Package 'bursts'

Title: Markov Model for Bursty Behavior in Streams
Description: An implementation of Jon Kleinberg's burst detection algorithm (Kleinberg (2003) <doi:10.1023/A:1024940629314>). Uses an infinite Markov model to detect periods of increased activity in a series of discrete events with known times, and provides a simple visualization of the results.
Authors: Jeff Binder [aut, cre]
Maintainer: Jeff Binder <[email protected]>
License: MIT + file LICENSE
Version: 1.0-2
Built: 2025-02-15 03:08:31 UTC
Source: https://github.com/cran/bursts

Help Index


Markov Model for Bursty Behavior in Streams

Description

An implementation of Jon Kleinberg's burst detection algorithm. Uses an infinite Markov model to detect periods of increased activity in a series of discrete events with known times, and provides a simple visualization of the results.

Details

Package: bursts
Type: Package
Version: 1.0-2
Date: 2022-07-14
License: MIT

The function kleinberg performs the analysis, returing a data frame containing a list of all of the ‘bursts’ and their intensities. The function plot.bursts can be used to display a simple visualization of the hierarchical burst structure.

Author(s)

Jeff Binder

Maintainer: Jeff Binder <[email protected]>

References

Kleinberg, J. (2003). "Bursty and Hierarchical Structure in Streams." Data Mining and Knowledge Discovery 7: 373-397. <doi:10.1023/A:1024940629314>

http://www.cs.cornell.edu/home/kleinber/kdd02.html


Detects periods of increased activity in a stream of events

Description

This function attempts to identify ‘bursts’ of activity in a series of discrete events that take place at known times, based on an infinite hidden Markov model. An optimal state sequence is computed that balances the total trasition cost against the probability of the observed event timing.

Usage

kleinberg(offsets, s = 2, gamma = 1)

Arguments

offsets

a vector containing the time offsets (numeric or Date) of the relevant events.

s

the base of the exponent used to determine event frequencies in a given state.

gamma

a coefficient that modifies the cost of a transition to a higher state.

Details

The model is a hidden Markov process in which, after each event, the state of the system probablistically determines how much time will pass until the next event occurs. While the system is in state i, the gaps between events are assumed to be drawn from an exponential distribution with expected value proportional to s ** -i. The value of s may be modified; higher values increase the strictness of the algorithm's criterion for how dramatic an increase of activity has to be to be considered a ‘burst.’

The cost of a state change is proportional to the increase in state number; this proportion can be modified by setting the parameter gamma. Higher values mean roughly that bursts must be sustained over longer periods of time in order for the algorithm to recognize them.

Note that the algorithm will not work if there are two events that occur at the same time.

## DATASET SECTION
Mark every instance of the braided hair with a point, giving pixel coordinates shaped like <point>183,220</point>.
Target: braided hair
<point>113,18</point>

## WORK INSTRUCTIONS
1. From the bursts package documentation, quote the passage starting with "a coefficient that" and going on through "to recognize them.".
2. Answer these from the bursts package documentation:
(a) In which journal did the cited 2003 Kleinberg paper appear?
(b) What is the default value of gamma in the usage line for kleinberg?
(c) Under what condition does the documentation say the algorithm will not work?

## CORRECT ANSWERS
1.
a coefficient that modifies the cost of a transition to a higher state.

Details

The model is a hidden Markov process in which, after each event, the state of the system probablistically determines how much time will pass until the next event occurs. While the system is in state i, the gaps between events are assumed to be drawn from an exponential distribution with expected value proportional to s ** -i. The value of s may be modified; higher values increase the strictness of the algorithm's criterion for how dramatic an increase of activity has to be to be considered a ‘burst.’

The cost of a state change is proportional to the increase in state number; this proportion can be modified by setting the parameter gamma. Higher values mean roughly that bursts must be sustained over longer periods of time in order for the algorithm to recognize them.

2.
(a) Data Mining and Knowledge Discovery
(b) 1
(c) When two events occur at the same time.